• [WHAT IS ASKED] Reproduce the line-counting thread below word for word, starting with "The answer with" and going on through "in the file.".

• [TEXT EXTRACT]
** begin **

With java-8, you can use streams:
try (Stream<String> lines = Files.lines(path, Charset.defaultCharset())) {
long numOfLines = lines.count();
...
}

The answer with the method count() above gave me line miscounts if a file didn't have a newline at the end of the file - it failed to count the last line in the file.
This method works better for me:
public int countLines(String filename) throws IOException {
LineNumberReader reader = new LineNumberReader(new FileReader(filename));
int cnt = 0;
String lineRead = "";
while ((lineRead = reader.readLine()) != null) {}
cnt = reader.getLineNumber();
reader.close();
return cnt;
}

I tested the above methods for counting lines and here are my observations for Different methods as tested on my system
File Size : 1.6 Gb
Methods:
Using Scanner : 35s approx
Using BufferedReader : 5s approx
Using Java 8 : 5s approx
Using LineNumberReader : 5s approx
Moreover Java8 Approach seems quite handy :
Files.lines(Paths.get(filePath), Charset.defaultCharset()).count()
[Return type : long]

I know this is an old question, but the accepted solution didn't quite match what I needed it to do. So, I refined it to accept various line terminators (rather than just line feed) and to use a specified character encoding (rather than ISO-8859-n). All in one method (refactor as appropriate):
public static long getLinesCount(String fileName, String encodingName) throws IOException {
long linesCount = 0;
File file = new File(fileName);
FileInputStream fileIn = new FileInputStream(file);
try {
Charset encoding = Charset.forName(encodingName);
Reader fileReader = new InputStreamReader(fileIn, encoding);
int bufferSize = 4096;
Reader reader = new BufferedReader(fileReader, bufferSize);
char[] buffer = new char[bufferSize];
int prevChar = -1;
int readCount = reader.read(buffer);
while (readCount != -1) {
for (int i = 0; i < readCount; i++) {
int nextChar = buffer[i];
switch (nextChar) {
case '\r': {
// The current line is terminated by a carriage return or by a carriage return immediately followed by a line feed.

** end **

(Object position labeling entries)
** begin **

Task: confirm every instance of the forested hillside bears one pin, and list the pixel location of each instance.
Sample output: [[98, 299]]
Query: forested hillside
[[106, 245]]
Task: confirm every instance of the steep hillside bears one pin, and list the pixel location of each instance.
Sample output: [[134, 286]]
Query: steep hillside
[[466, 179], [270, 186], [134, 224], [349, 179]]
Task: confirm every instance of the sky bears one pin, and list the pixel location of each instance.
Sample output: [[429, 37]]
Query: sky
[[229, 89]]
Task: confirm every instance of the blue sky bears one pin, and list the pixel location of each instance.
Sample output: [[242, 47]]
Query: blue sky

** end **

• [SOLUTION TO THIS EXERCISE]
The answer with the method count() above gave me line miscounts if a file didn't have a newline at the end of the file - it failed to count the last line in the file.